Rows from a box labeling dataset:
++++++

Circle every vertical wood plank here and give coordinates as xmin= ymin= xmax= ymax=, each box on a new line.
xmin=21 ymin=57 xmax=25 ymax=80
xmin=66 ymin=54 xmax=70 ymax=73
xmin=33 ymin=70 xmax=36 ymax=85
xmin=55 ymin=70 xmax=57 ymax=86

++++++

EXERCISE INSTRUCTIONS: Can you render all of these lines as a JSON list of strings, one string per line, leaving out any blank lines?

REPLY TO THE EXERCISE:
[
  "Circle every vertical wood plank here and give coordinates as xmin= ymin= xmax= ymax=, each box on a new line.",
  "xmin=21 ymin=57 xmax=25 ymax=80",
  "xmin=66 ymin=54 xmax=70 ymax=73",
  "xmin=33 ymin=70 xmax=36 ymax=85",
  "xmin=55 ymin=70 xmax=57 ymax=86"
]